- Assigned task
Answer these about the mul_var() change description:
1. Which multiplication algorithm does mul_var() currently use?
2. On 32-bit machines, how many NBASE digits must the shorter input have, roughly, before the new approach becomes faster?
3. Which file does the change modify?

Selected text Start Marker

Currently mul_var() uses the schoolbook multiplication algorithm,
which is O(n^2) in the number of NBASE digits. To improve performance
for large inputs, convert the inputs to base NBASE^2 before
multiplying, which effectively halves the number of digits in each
input, theoretically speeding up the computation by a factor of 4. In
practice, the actual speedup for large inputs varies between around 3
and 6 times, depending on the system and compiler used. In turn, this
significantly reduces the runtime of the numeric_big regression test.

For this to work, 64-bit integers are required for the products of
base-NBASE^2 digits, so this works best on 64-bit machines, for which
it is faster whenever the shorter input has more than 4 or 5 NBASE
digits. On 32-bit machines, the additional overheads, especially
during carry propagation and the final conversion back to base-NBASE,
are significantly higher, and it is only faster when the shorter input
has more than around 30 NBASE digits. Therefore, only use this
approach above a platform-dependent threshold.

For inputs below the threshold, the original base-NBASE algorithm is
used, except that it can be simplified because the threshold is low
enough that intermediate carry-propagation passes are not required.
Above the threshold, the available headroom in 64-bit integers is much
larger than for 32-bit integers, so the frequency of carry-propagation
passes is greatly reduced. In addition, unsigned integers are used
throughout, further increasing the headroom.
---
 src/backend/utils/adt/numeric.c | 512 +++++++++++++++++++++++++-------
 1 file changed, 401 insertions(+), 111 deletions(-)

Selected text End Marker
Input data Start Marker

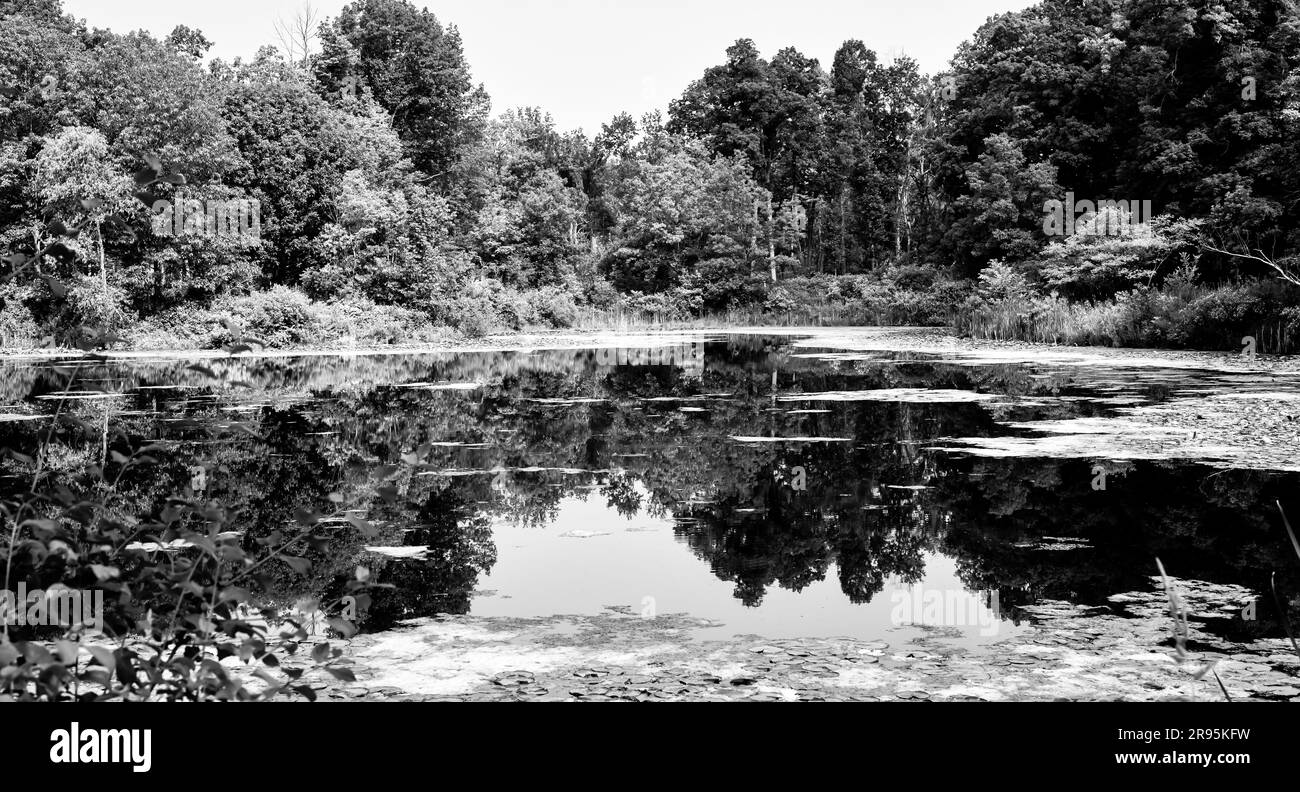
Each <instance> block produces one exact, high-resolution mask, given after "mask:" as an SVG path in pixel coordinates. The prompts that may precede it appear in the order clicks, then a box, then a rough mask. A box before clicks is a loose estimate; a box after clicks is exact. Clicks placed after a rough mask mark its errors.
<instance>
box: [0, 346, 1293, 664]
mask: <svg viewBox="0 0 1300 792" xmlns="http://www.w3.org/2000/svg"><path fill="white" fill-rule="evenodd" d="M628 343H629V345H630V346H624V347H617V346H610V345H608V343H606V345H604V346H601V347H598V349H538V350H530V351H524V350H516V351H468V352H434V354H419V355H347V356H329V355H311V356H274V358H250V356H240V358H237V359H204V360H186V359H138V360H130V359H113V360H64V362H48V360H42V362H36V360H27V362H21V360H10V362H5V363H0V372H3V373H0V377H3V378H0V441H3V443H4V445H9V446H13V447H35V446H36V445H38V441H39V438H43V437H44V433H45V432H47V430H48V428H49V421H51V417H52V415H53V414H55V412H56V411H59V412H60V414H61V415H62V416H64V420H62V421H61V425H64V428H61V429H60V430H59V432H56V433H55V436H53V437H55V443H53V453H52V454H51V455H49V467H51V469H52V471H53V472H56V473H57V472H59V471H60V469H66V471H73V469H77V468H79V467H81V466H85V464H86V463H99V464H103V466H112V464H113V459H114V451H116V453H118V454H129V453H130V451H131V450H134V449H138V447H139V446H140V445H143V443H157V445H160V446H162V447H165V449H166V454H165V455H161V456H160V460H159V463H157V464H155V466H151V467H147V468H140V467H136V468H131V469H129V471H127V472H126V473H125V475H123V476H122V482H121V490H122V493H123V501H126V502H127V503H129V505H130V507H131V508H134V510H135V511H136V512H138V514H152V512H156V511H157V510H160V508H161V507H162V506H164V499H165V497H166V493H169V492H173V490H186V488H190V489H194V490H195V492H196V494H199V495H201V497H204V498H211V499H212V501H214V502H218V503H221V505H222V506H224V507H225V508H227V510H231V511H235V512H237V514H238V518H237V520H235V524H238V525H239V529H240V531H242V532H243V538H242V541H246V542H252V541H256V540H257V538H259V537H264V536H266V535H269V533H270V532H273V531H276V529H277V528H278V527H283V525H289V524H291V523H292V521H294V520H295V515H300V514H303V512H311V514H315V515H325V519H324V521H322V523H321V525H322V527H324V531H322V537H324V541H321V542H320V544H317V546H315V548H313V549H311V550H309V551H305V553H304V558H307V559H308V561H309V562H311V568H309V571H308V572H307V574H305V575H298V574H295V572H294V570H290V568H287V567H283V568H277V570H274V571H273V574H272V575H270V577H269V579H268V580H266V581H265V583H266V584H268V587H269V588H268V590H266V592H265V597H264V605H273V606H278V607H290V606H292V603H294V602H296V601H299V600H302V598H303V597H325V596H337V594H338V592H341V590H342V587H343V584H344V583H346V581H347V580H350V579H351V577H352V576H354V575H355V571H356V568H357V567H359V566H361V567H365V568H367V570H369V572H370V575H372V576H373V579H376V580H378V581H380V583H385V584H391V587H393V588H389V589H383V590H380V592H377V593H376V594H374V596H373V601H372V602H370V603H369V607H368V609H367V610H365V613H364V614H361V618H360V624H361V628H363V631H369V632H376V631H383V629H389V628H391V627H394V626H395V624H396V623H398V622H399V620H403V619H409V618H416V616H429V615H435V614H472V615H476V616H526V618H532V616H555V615H598V614H602V613H610V611H617V613H625V614H640V615H642V616H646V618H654V616H656V615H662V614H675V615H676V614H685V615H689V616H692V618H693V619H697V620H698V622H697V623H698V624H699V628H698V629H697V631H695V633H698V637H711V639H718V637H728V636H741V635H754V636H764V637H770V639H788V637H837V636H844V637H853V639H878V637H883V636H885V635H887V633H892V635H897V633H898V632H900V631H902V632H907V631H914V632H918V633H919V632H924V631H927V629H936V628H941V629H944V631H945V635H948V636H949V637H950V639H952V640H954V641H957V642H961V644H965V645H980V644H982V642H985V641H991V640H996V639H1001V637H1005V636H1006V635H1009V633H1014V632H1015V631H1017V629H1022V628H1023V624H1024V623H1026V620H1027V616H1026V615H1024V614H1023V613H1022V611H1021V609H1022V607H1024V606H1031V605H1035V603H1036V602H1040V601H1044V600H1054V601H1066V602H1071V603H1079V605H1101V603H1105V602H1106V601H1108V597H1112V596H1114V594H1119V593H1125V592H1131V590H1151V588H1152V576H1153V575H1154V572H1156V566H1154V559H1156V558H1157V557H1158V558H1160V559H1161V561H1162V562H1164V564H1165V566H1166V568H1169V570H1170V574H1171V575H1175V576H1178V577H1180V579H1184V580H1201V581H1208V583H1217V584H1236V585H1243V587H1247V588H1249V589H1252V590H1255V592H1260V593H1261V594H1262V593H1265V592H1268V590H1269V589H1268V584H1269V576H1270V575H1271V574H1273V572H1274V571H1275V572H1277V575H1278V577H1277V580H1278V589H1279V590H1282V592H1297V590H1300V574H1297V571H1300V561H1297V559H1296V558H1295V557H1294V555H1292V551H1291V549H1290V546H1288V542H1287V538H1286V533H1284V531H1283V529H1282V527H1281V520H1279V519H1278V516H1277V508H1275V506H1274V502H1277V501H1282V503H1283V505H1284V506H1288V510H1290V511H1291V514H1300V498H1297V497H1296V493H1297V492H1300V490H1297V489H1296V484H1297V476H1296V475H1295V473H1291V472H1282V471H1275V469H1239V468H1234V467H1225V466H1223V464H1222V463H1218V464H1214V463H1213V460H1212V459H1205V460H1197V459H1188V458H1186V456H1184V458H1178V459H1160V458H1158V455H1152V458H1145V459H1143V458H1125V459H1112V458H1109V456H1108V451H1106V450H1105V449H1104V447H1101V446H1097V453H1096V455H1092V454H1089V453H1087V451H1086V450H1084V451H1079V450H1078V449H1076V450H1075V451H1073V453H1071V454H1065V455H1062V454H1058V453H1053V454H1041V455H1040V454H1036V453H1035V451H1034V449H1035V443H1034V442H1021V445H1014V443H1011V445H1008V442H1006V441H1032V440H1034V438H1040V437H1043V434H1044V433H1043V432H1040V430H1036V429H1035V428H1032V424H1035V423H1037V421H1079V420H1084V421H1092V423H1093V424H1096V423H1097V421H1102V423H1104V421H1106V420H1108V419H1110V417H1114V416H1115V415H1117V414H1118V411H1122V410H1126V408H1131V407H1134V406H1160V404H1166V403H1170V402H1171V401H1173V399H1179V398H1188V397H1214V395H1222V394H1238V395H1240V394H1242V393H1243V391H1247V393H1249V391H1251V390H1258V391H1261V393H1262V391H1270V393H1277V391H1279V389H1281V390H1290V389H1291V388H1292V385H1291V384H1290V382H1284V384H1281V385H1279V384H1278V382H1277V381H1268V382H1258V381H1255V380H1251V378H1249V377H1240V376H1235V375H1232V373H1226V372H1222V371H1213V369H1197V368H1195V367H1192V368H1188V367H1186V365H1183V367H1167V368H1162V367H1160V365H1145V367H1140V368H1134V367H1128V365H1121V364H1117V365H1114V367H1108V365H1105V364H1099V363H1091V364H1088V365H1071V364H1061V363H1056V362H1015V360H1013V362H987V360H978V359H976V360H972V359H957V358H953V356H950V355H941V354H932V352H907V351H891V350H879V351H861V350H859V351H852V352H846V351H845V350H842V349H836V347H833V346H824V347H823V346H818V341H816V338H813V339H806V338H805V339H800V338H798V337H794V336H761V334H735V336H725V334H702V336H680V337H673V338H667V339H658V341H651V339H646V338H645V337H640V338H638V339H629V341H628ZM69 377H72V384H70V385H68V381H69ZM1027 424H1028V425H1027ZM984 441H988V442H984ZM992 441H997V442H992ZM982 442H983V445H984V446H989V445H991V443H992V445H993V446H996V447H1000V449H1002V450H1004V453H998V454H988V453H985V451H983V450H982ZM998 443H1001V445H998ZM1008 447H1015V449H1019V450H1018V451H1017V453H1005V450H1006V449H1008ZM26 486H27V480H26V479H23V473H22V472H21V471H19V467H18V466H16V464H14V463H12V462H9V460H5V462H3V463H0V489H3V490H9V492H13V490H18V489H26ZM195 488H198V489H195ZM348 518H359V519H361V520H364V524H365V525H367V531H365V532H363V531H359V529H357V528H355V527H354V524H352V523H350V521H348ZM354 521H355V520H354ZM1271 602H1273V601H1271V598H1270V597H1268V596H1265V597H1264V598H1261V600H1260V601H1258V603H1257V609H1255V613H1253V618H1251V616H1245V618H1243V615H1242V614H1239V613H1236V609H1238V607H1244V606H1245V605H1248V602H1240V603H1223V605H1225V607H1223V614H1222V618H1221V619H1218V620H1217V622H1214V623H1213V629H1214V631H1217V632H1221V633H1222V635H1231V636H1236V637H1243V636H1270V637H1275V636H1278V635H1281V629H1279V623H1278V619H1277V610H1275V607H1274V606H1273V605H1271ZM1295 615H1296V614H1292V618H1295Z"/></svg>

Input data End Marker

- Exercise answer
1. The schoolbook multiplication algorithm.
2. More than around 30 NBASE digits.
3. src/backend/utils/adt/numeric.c